▶ _What is expected_
What is needed is an exact copy of all the entries below.

(Items listed in a dataset)
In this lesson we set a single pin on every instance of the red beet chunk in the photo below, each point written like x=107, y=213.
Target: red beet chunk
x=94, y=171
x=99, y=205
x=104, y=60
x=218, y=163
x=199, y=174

▶ _Answer to this exercise_
In this lesson we set a single pin on every instance of the red beet chunk in the photo below, each point written like x=107, y=213.
Target: red beet chunk
x=94, y=171
x=99, y=205
x=104, y=60
x=218, y=163
x=199, y=174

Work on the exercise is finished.